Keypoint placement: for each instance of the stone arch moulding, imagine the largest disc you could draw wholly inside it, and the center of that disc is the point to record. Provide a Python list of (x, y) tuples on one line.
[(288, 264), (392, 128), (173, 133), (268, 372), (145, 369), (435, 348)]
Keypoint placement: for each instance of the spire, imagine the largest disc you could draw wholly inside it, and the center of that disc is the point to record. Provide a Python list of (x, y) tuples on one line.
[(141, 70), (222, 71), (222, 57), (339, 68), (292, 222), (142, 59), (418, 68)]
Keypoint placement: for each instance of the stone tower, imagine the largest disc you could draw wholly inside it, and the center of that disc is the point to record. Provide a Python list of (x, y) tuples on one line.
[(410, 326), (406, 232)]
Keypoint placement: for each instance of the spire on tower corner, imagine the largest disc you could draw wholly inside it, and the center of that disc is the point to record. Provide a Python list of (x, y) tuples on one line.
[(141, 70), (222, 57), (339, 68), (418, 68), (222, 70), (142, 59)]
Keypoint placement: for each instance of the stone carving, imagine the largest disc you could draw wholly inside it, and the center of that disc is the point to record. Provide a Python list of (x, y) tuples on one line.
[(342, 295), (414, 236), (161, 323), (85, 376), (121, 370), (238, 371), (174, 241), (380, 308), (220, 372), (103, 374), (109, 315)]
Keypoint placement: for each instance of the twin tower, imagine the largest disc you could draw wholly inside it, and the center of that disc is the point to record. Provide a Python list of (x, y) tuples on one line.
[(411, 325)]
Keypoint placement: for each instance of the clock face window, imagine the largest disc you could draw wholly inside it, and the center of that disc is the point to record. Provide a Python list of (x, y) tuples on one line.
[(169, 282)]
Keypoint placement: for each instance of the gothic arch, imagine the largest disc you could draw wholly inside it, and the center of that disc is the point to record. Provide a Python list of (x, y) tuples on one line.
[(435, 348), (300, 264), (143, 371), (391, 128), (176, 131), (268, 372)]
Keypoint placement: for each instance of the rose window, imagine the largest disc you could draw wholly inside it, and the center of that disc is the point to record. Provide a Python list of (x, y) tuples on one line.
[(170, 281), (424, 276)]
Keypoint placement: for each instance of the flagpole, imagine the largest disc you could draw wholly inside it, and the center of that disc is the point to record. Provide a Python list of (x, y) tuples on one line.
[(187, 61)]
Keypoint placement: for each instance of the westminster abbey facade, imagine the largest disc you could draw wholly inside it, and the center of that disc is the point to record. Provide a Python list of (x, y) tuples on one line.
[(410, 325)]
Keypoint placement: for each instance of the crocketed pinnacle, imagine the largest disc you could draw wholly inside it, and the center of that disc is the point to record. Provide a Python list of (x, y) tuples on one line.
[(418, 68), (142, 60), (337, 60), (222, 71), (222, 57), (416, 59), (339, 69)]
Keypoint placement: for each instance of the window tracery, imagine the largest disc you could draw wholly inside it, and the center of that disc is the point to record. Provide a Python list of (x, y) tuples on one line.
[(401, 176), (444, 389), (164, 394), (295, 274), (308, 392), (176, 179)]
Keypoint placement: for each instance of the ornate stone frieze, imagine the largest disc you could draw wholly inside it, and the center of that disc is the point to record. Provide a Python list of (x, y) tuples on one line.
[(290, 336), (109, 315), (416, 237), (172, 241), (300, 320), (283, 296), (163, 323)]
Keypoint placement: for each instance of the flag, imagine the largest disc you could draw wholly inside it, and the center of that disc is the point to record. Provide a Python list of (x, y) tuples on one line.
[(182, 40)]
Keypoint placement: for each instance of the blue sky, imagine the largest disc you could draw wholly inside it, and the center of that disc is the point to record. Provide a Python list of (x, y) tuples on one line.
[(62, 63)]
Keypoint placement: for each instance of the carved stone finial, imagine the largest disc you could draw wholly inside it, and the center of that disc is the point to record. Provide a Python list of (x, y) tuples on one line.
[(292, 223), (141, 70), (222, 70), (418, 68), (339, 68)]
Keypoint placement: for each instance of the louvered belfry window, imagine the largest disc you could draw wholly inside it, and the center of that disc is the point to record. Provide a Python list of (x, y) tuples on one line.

■ ■ ■ ■

Exercise aim
Convert the records from the line containing "Keypoint placement: for each instance of the clock" through the line containing "[(187, 61)]" into a Markdown table with the columns Row and Line. Give each line its own numbered row and leave out any blank lines.

Exercise output
| Row | Line |
|---|---|
| 1 | Keypoint placement: for each instance of the clock face window, imagine the largest disc you could draw wholly inside it, and the center of that disc is the point to record. Provide a Python list of (x, y) tuples on one line. |
| 2 | [(169, 282)] |
| 3 | Keypoint placement: for each instance of the gothic arch, imagine the largest disc you could draw wholly inside it, and the center of that disc is the point to record. Provide a Python list of (x, y) tuples on one line. |
| 4 | [(435, 348), (300, 264), (143, 371), (391, 128), (176, 131), (268, 372)] |
| 5 | Keypoint placement: for each instance of the rose window, imagine the largest disc you could draw wholly inside it, and the center of that disc is the point to record. Provide a Python list of (x, y) tuples on one line. |
| 6 | [(170, 281), (424, 276)] |
| 7 | Keypoint placement: for each instance of the flagpole, imagine the largest disc you could draw wholly inside it, and the center of that disc is the point to record. Provide a Python list of (x, y) tuples on one line. |
| 8 | [(187, 61)] |